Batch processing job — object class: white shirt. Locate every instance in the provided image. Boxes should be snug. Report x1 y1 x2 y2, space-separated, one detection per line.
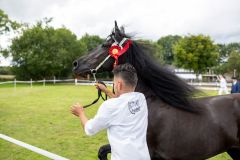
220 78 227 88
85 92 150 160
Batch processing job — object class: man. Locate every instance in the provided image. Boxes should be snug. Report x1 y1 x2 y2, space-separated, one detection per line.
72 64 150 160
217 75 228 95
231 77 240 93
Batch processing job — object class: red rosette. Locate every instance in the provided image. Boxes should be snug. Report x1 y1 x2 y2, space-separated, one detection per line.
109 45 121 59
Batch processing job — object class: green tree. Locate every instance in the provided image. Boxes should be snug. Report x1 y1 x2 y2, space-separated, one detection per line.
0 9 20 35
174 35 219 75
217 43 240 64
226 50 240 76
0 9 21 56
157 35 182 64
79 33 103 53
10 22 85 79
137 40 166 64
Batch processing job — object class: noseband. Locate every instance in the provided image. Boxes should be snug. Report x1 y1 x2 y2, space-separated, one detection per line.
90 37 132 82
83 37 132 108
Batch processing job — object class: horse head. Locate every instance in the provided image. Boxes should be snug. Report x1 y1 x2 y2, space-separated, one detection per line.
73 21 129 76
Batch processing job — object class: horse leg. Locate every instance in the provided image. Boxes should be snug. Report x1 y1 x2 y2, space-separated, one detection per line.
98 144 111 160
227 148 240 160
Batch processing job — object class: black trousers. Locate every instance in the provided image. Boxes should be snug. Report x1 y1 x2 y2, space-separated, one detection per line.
98 144 111 160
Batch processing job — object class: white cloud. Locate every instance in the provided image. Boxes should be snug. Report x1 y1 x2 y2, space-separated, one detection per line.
0 0 240 43
0 0 240 65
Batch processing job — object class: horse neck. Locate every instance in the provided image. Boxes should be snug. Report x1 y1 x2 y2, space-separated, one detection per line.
135 79 154 99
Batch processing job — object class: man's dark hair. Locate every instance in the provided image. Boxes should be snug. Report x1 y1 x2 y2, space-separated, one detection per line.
113 63 138 87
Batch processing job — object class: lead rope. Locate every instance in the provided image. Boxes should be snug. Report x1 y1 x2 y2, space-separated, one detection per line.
83 81 107 108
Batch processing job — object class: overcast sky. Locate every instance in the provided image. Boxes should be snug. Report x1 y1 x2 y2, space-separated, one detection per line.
0 0 240 65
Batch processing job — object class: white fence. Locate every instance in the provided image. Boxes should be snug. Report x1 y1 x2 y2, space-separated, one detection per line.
0 78 113 87
0 78 232 90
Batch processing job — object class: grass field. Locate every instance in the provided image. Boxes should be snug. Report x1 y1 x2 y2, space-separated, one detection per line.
0 85 231 160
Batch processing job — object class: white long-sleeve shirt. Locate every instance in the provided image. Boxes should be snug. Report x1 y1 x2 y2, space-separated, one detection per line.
85 92 150 160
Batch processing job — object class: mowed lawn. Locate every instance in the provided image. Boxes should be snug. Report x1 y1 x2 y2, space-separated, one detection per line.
0 85 231 160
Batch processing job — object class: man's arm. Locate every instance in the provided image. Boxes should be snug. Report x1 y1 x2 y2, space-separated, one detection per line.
71 104 113 136
71 104 88 129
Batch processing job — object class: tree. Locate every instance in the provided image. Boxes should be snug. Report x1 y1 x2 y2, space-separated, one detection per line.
226 50 240 76
0 9 21 56
217 43 240 64
79 33 103 52
137 39 166 64
174 35 219 75
10 22 85 79
157 35 182 64
0 9 20 35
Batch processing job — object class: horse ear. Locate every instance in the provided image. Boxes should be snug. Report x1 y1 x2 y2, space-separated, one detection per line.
120 26 125 34
114 20 119 31
114 21 121 37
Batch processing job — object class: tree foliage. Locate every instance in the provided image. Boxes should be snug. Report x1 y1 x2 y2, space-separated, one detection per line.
0 9 20 35
10 22 86 79
157 35 181 64
226 50 240 77
174 35 218 74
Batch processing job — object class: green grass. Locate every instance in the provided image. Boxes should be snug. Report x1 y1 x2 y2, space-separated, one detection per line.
0 84 230 160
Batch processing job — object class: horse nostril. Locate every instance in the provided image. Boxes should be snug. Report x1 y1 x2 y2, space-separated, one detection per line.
73 61 78 68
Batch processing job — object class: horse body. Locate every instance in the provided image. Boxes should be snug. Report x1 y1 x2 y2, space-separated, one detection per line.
73 23 240 160
146 90 240 160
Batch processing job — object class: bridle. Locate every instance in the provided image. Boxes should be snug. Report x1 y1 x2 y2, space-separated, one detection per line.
90 36 132 82
83 36 132 108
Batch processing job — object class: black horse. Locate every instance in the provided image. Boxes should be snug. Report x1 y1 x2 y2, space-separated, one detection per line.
73 23 240 160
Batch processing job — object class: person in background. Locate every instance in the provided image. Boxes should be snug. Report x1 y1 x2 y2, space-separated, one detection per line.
218 75 229 95
231 77 240 93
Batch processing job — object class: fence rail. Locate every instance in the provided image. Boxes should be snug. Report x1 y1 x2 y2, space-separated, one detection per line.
0 78 232 90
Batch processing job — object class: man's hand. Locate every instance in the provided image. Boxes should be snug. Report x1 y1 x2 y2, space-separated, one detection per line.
71 103 84 117
95 83 116 98
95 83 108 94
71 103 88 128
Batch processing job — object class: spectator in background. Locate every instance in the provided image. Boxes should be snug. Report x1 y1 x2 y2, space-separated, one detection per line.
218 75 228 95
231 77 240 93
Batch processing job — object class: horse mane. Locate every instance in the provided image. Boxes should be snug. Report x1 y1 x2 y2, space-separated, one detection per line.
119 41 198 113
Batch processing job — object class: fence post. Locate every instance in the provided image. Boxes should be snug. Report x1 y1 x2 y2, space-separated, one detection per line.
43 78 46 87
14 78 17 89
75 78 77 86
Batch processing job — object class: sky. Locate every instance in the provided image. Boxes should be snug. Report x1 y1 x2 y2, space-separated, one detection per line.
0 0 240 63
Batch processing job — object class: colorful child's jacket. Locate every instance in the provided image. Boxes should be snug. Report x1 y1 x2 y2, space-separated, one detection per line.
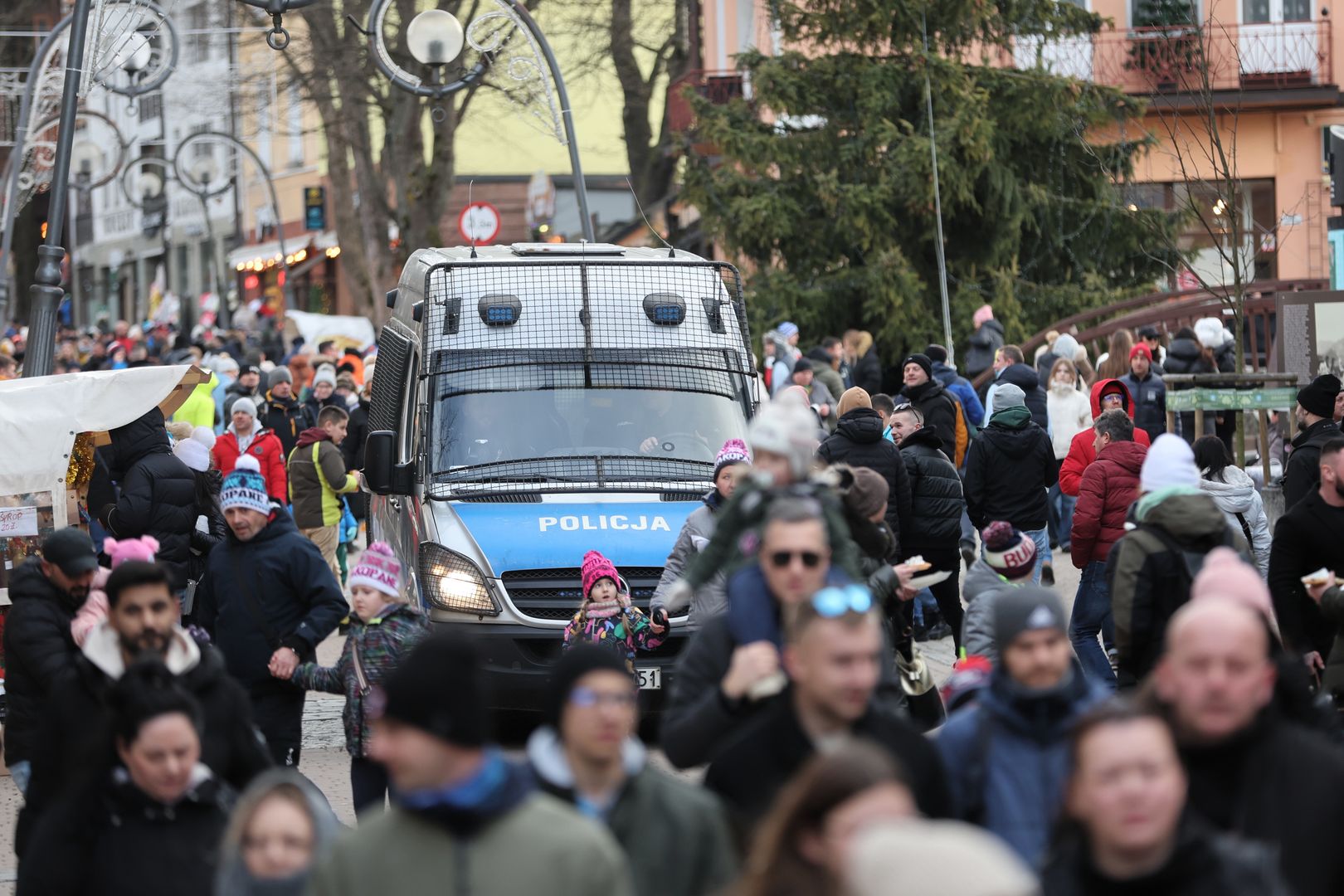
564 601 667 674
290 603 429 757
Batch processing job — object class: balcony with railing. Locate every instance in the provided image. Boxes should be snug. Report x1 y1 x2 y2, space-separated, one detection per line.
1012 19 1335 94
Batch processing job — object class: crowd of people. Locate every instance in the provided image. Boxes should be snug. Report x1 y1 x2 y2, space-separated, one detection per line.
4 306 1344 896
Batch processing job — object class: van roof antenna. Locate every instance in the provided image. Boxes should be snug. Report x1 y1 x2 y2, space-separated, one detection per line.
625 178 676 258
466 178 475 258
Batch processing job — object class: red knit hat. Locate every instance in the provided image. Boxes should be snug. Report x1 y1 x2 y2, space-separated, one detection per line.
582 551 621 601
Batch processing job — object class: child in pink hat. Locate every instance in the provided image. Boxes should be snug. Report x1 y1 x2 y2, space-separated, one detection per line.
564 551 668 674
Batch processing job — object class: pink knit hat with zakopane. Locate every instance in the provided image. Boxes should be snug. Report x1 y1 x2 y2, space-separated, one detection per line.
583 551 621 601
348 542 402 598
102 534 158 570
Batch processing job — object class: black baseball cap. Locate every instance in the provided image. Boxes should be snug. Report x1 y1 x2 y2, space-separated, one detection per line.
41 527 98 577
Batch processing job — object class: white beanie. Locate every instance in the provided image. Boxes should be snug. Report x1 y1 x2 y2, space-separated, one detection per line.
1138 432 1199 493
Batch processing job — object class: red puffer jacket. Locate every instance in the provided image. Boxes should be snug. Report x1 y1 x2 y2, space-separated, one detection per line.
1069 441 1147 570
212 430 289 505
1059 379 1149 499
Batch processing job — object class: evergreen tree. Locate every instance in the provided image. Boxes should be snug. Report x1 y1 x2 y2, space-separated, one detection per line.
684 0 1175 362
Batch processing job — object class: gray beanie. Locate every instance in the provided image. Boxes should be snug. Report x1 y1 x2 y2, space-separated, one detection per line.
995 584 1069 655
991 382 1027 414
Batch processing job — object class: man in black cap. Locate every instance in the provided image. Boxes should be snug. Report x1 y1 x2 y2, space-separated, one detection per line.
1283 373 1340 510
308 633 634 896
527 645 737 896
4 527 98 792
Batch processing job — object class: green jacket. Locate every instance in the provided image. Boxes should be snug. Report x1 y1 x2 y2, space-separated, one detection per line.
306 792 631 896
289 427 359 529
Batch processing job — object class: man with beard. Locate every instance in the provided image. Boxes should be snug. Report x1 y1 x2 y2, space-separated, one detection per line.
15 560 270 855
1269 436 1344 679
4 527 98 792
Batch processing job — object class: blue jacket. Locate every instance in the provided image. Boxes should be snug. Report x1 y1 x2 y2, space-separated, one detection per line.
938 664 1108 870
197 510 349 692
933 362 985 429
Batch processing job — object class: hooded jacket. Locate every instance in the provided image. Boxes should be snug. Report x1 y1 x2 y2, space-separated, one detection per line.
900 429 967 556
1059 379 1152 497
898 379 957 462
197 510 349 703
1199 466 1273 577
985 364 1049 431
967 405 1058 532
527 725 738 896
98 407 197 588
1070 442 1147 570
289 426 359 529
1106 489 1236 683
817 411 913 548
937 664 1108 869
4 556 83 766
15 621 270 855
290 603 429 757
1283 421 1340 510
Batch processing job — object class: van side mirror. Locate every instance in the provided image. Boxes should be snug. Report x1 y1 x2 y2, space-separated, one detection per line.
364 430 416 494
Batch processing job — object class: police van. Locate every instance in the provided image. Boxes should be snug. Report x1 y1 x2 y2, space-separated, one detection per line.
364 243 758 709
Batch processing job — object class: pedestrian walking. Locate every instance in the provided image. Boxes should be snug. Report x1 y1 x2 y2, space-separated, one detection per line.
214 768 341 896
936 586 1106 868
649 439 752 626
1153 601 1344 896
967 381 1058 584
527 645 737 896
1045 358 1093 553
289 542 429 813
817 387 914 559
704 586 950 833
214 397 289 506
197 457 348 766
1269 438 1344 674
1106 432 1236 686
1069 408 1150 690
15 560 270 855
891 404 967 655
98 407 199 591
288 407 360 582
4 527 98 794
735 740 918 896
1042 704 1292 896
1283 373 1342 512
16 660 234 896
1192 436 1273 577
1119 343 1166 439
308 634 631 896
961 520 1036 664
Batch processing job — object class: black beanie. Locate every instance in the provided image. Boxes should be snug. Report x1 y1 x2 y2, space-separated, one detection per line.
900 354 933 379
542 644 635 735
1297 373 1340 421
375 631 489 747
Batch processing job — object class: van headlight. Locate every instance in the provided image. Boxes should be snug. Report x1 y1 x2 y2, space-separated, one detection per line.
419 542 500 616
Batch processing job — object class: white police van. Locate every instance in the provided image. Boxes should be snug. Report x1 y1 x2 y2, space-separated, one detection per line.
364 243 758 709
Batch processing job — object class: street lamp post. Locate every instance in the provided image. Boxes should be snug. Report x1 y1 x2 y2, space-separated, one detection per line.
357 0 596 241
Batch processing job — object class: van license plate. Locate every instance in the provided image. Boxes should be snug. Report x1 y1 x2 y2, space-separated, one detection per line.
635 666 663 690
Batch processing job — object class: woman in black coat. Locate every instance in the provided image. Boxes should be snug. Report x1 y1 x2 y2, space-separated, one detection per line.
17 660 232 896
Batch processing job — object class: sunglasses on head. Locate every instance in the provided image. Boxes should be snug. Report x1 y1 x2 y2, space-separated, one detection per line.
811 584 872 619
769 551 824 570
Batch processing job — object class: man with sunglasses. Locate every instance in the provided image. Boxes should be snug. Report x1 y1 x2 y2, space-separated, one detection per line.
527 645 737 896
704 584 950 835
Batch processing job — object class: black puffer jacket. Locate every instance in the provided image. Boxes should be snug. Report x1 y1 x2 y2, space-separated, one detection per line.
897 380 957 456
98 407 197 588
900 430 967 556
4 556 83 766
967 411 1059 532
817 411 919 556
985 364 1049 432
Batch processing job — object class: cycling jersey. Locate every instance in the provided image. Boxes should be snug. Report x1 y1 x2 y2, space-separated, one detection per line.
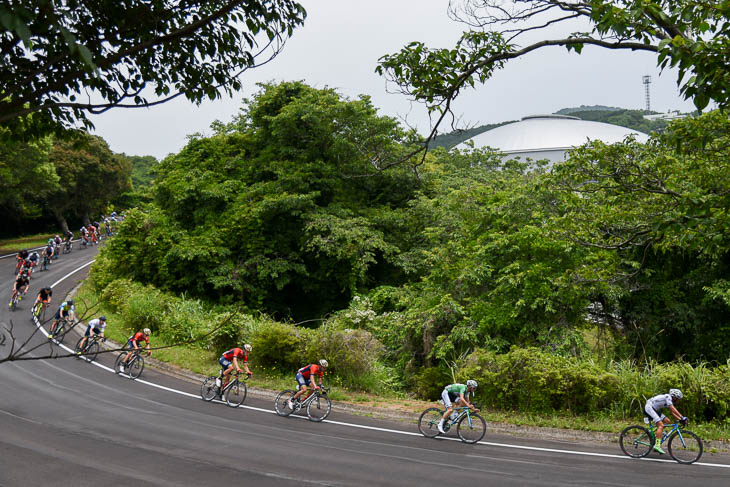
==================================================
Tally the lines above that contain the string "grass", and give only the number.

### RESULT
2